Write out every line of the records below as a JSON list of strings, one string per line, with blank lines and the pictures left out.

*MATERIAL PROVIDED*:
============================================================

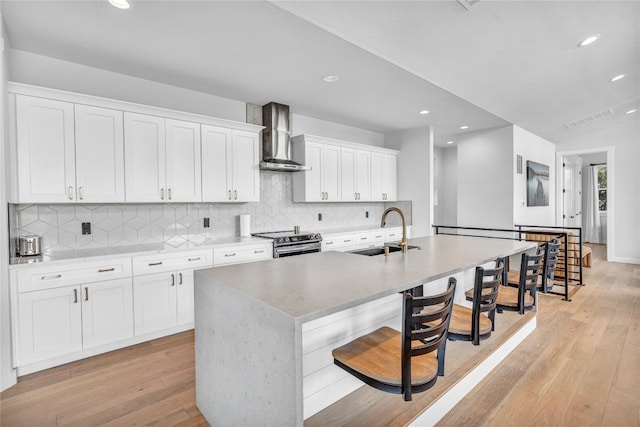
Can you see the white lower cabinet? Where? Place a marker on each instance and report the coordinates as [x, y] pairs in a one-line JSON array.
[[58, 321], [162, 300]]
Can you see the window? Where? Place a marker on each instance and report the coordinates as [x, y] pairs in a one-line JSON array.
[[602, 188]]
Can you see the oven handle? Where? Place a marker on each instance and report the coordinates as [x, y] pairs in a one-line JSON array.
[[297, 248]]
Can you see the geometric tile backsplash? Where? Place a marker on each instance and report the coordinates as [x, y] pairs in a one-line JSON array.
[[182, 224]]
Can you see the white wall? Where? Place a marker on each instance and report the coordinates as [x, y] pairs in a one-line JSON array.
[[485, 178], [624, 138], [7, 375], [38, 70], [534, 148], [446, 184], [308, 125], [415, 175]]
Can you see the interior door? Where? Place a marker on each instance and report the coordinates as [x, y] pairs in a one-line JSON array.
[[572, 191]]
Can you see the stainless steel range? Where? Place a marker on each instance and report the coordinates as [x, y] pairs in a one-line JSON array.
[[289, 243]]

============================================================

*COMPLETE RESPONSE*:
[
  "Can you see the white lower cabinet? Where? Place a marker on each instance and report the coordinates as [x, y] pairs in a one-line JSON array.",
  "[[58, 321], [162, 300]]",
  "Can you see the window? Where? Place a marker on each instance and report the coordinates as [x, y] pairs in a one-line JSON array.",
  "[[602, 188]]",
  "Can you see the oven handle? Where? Place a marker on each instance and report the coordinates as [x, y] pairs in a one-line JSON array.",
  "[[297, 248]]",
  "Can you see the geometric tile backsplash? Where? Place a marker on each instance and report the coordinates as [x, y] pairs in a one-line JSON array.",
  "[[182, 224]]",
  "Can you see the white wall? Where? Place a marker on each instance and report the coordinates as [x, y] pairs in a one-line JSON array.",
  "[[485, 178], [624, 138], [7, 375], [38, 70], [534, 148], [446, 184], [308, 125], [415, 175]]",
  "Can you see the interior door? Where? Place a marker on each instance and report the coordinates as [x, y] pairs in a one-line JSON array.",
  "[[572, 191]]",
  "Can you see the stainless steel range? Where? Place a marker on each instance and report the coordinates as [x, y] pairs in a one-line JSON array.",
  "[[289, 243]]"
]